▶ _Aim_
Restate each entry word for word, leaving nothing out.

▶ _Raw records_
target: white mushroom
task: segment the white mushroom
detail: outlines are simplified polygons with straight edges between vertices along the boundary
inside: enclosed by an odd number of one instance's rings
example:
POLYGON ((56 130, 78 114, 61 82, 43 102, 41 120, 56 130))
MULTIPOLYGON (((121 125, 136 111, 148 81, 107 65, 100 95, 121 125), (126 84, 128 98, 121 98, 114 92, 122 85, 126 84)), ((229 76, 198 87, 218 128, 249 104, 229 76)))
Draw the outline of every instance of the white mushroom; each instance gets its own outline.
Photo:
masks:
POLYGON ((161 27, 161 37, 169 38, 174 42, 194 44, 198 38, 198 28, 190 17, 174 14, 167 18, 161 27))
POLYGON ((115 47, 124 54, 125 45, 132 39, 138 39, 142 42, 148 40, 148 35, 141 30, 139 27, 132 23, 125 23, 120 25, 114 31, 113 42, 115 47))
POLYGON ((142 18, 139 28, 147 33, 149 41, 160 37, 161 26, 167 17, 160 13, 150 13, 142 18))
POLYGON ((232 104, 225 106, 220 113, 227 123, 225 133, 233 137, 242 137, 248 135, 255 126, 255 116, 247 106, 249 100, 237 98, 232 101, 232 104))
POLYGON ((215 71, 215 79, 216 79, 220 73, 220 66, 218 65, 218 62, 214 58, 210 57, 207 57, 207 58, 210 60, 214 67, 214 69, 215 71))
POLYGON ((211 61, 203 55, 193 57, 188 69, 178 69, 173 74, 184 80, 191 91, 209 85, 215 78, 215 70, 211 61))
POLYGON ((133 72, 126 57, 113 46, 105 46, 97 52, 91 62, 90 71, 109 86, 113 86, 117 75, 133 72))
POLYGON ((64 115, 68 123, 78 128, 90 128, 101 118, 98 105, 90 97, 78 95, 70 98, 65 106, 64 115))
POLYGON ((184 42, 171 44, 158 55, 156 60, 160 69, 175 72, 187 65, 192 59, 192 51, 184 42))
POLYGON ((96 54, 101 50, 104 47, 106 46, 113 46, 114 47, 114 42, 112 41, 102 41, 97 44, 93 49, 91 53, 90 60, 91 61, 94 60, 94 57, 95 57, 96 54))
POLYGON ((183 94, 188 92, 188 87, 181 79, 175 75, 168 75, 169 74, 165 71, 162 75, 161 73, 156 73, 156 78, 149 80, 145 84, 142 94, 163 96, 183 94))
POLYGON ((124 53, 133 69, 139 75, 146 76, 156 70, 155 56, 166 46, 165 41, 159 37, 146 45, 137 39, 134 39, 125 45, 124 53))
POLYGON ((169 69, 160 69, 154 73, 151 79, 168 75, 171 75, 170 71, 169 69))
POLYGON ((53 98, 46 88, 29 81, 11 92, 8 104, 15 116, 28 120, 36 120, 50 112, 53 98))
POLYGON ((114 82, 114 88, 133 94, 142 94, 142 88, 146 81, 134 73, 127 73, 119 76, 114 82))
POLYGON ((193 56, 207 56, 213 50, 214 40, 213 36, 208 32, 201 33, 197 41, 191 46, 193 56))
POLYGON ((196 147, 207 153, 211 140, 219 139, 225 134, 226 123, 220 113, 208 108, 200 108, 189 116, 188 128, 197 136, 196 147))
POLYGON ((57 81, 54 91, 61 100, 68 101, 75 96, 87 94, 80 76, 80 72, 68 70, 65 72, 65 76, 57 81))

▶ _Solution to the problem_
target: white mushroom
task: segment the white mushroom
detail: outlines are simplified polygons with straight edges between vertices along the boundary
inside: enclosed by an odd number of one instance's rings
example:
POLYGON ((56 130, 78 114, 61 82, 43 102, 41 120, 56 130))
MULTIPOLYGON (((121 125, 136 111, 148 81, 107 65, 100 95, 121 125), (126 84, 128 98, 121 98, 114 92, 122 85, 126 84)), ((229 76, 198 87, 218 128, 249 104, 229 76)))
Draw the outline of every instance of the white mushroom; each instance gets its own outline.
Photo:
masks:
POLYGON ((161 27, 161 37, 169 38, 174 42, 194 44, 198 38, 198 28, 190 17, 174 14, 167 18, 161 27))
POLYGON ((115 47, 124 54, 125 45, 132 39, 138 39, 142 42, 148 40, 148 35, 141 30, 139 27, 132 23, 125 23, 120 25, 114 31, 113 42, 115 47))
POLYGON ((142 18, 139 28, 147 33, 149 41, 160 37, 161 26, 167 17, 160 13, 150 13, 142 18))
POLYGON ((232 104, 225 106, 220 113, 227 123, 225 133, 233 137, 242 137, 248 135, 255 126, 255 116, 247 106, 249 100, 237 98, 232 101, 232 104))
POLYGON ((215 71, 215 79, 216 79, 220 73, 220 66, 218 65, 218 62, 214 58, 210 57, 207 57, 207 58, 210 60, 214 67, 214 69, 215 71))
POLYGON ((211 61, 203 55, 193 57, 188 69, 178 69, 173 74, 184 80, 191 91, 209 85, 215 78, 215 70, 211 61))
POLYGON ((133 72, 126 57, 113 46, 105 46, 97 52, 91 62, 90 71, 109 86, 113 86, 117 75, 133 72))
POLYGON ((64 115, 68 123, 78 128, 90 128, 101 118, 98 105, 90 97, 78 95, 70 98, 65 106, 64 115))
POLYGON ((184 42, 171 44, 158 55, 156 60, 160 69, 175 72, 187 65, 192 59, 192 51, 184 42))
POLYGON ((96 54, 101 50, 104 47, 106 46, 113 46, 114 47, 114 42, 112 41, 102 41, 97 44, 93 49, 91 53, 90 60, 91 61, 94 60, 94 57, 95 57, 96 54))
POLYGON ((183 94, 188 92, 188 87, 181 79, 175 75, 168 75, 169 74, 165 71, 162 75, 161 73, 156 73, 156 78, 149 80, 145 84, 142 94, 163 96, 183 94))
POLYGON ((124 53, 133 69, 139 75, 146 76, 156 70, 155 56, 166 46, 165 41, 159 37, 146 45, 137 39, 134 39, 125 45, 124 53))
POLYGON ((169 69, 160 69, 154 73, 151 79, 168 75, 171 75, 170 71, 169 69))
POLYGON ((53 98, 46 88, 29 81, 11 92, 8 104, 15 116, 28 120, 36 120, 50 112, 53 98))
POLYGON ((114 82, 114 88, 133 94, 142 94, 142 88, 146 81, 134 73, 127 73, 119 76, 114 82))
POLYGON ((193 56, 207 56, 213 50, 214 40, 213 36, 208 32, 201 33, 197 41, 191 46, 193 56))
POLYGON ((196 147, 207 153, 211 140, 219 139, 225 134, 226 123, 220 113, 208 108, 200 108, 189 116, 188 128, 197 136, 196 147))
POLYGON ((57 81, 54 91, 61 100, 68 101, 75 96, 87 94, 80 76, 80 72, 68 70, 65 72, 65 76, 57 81))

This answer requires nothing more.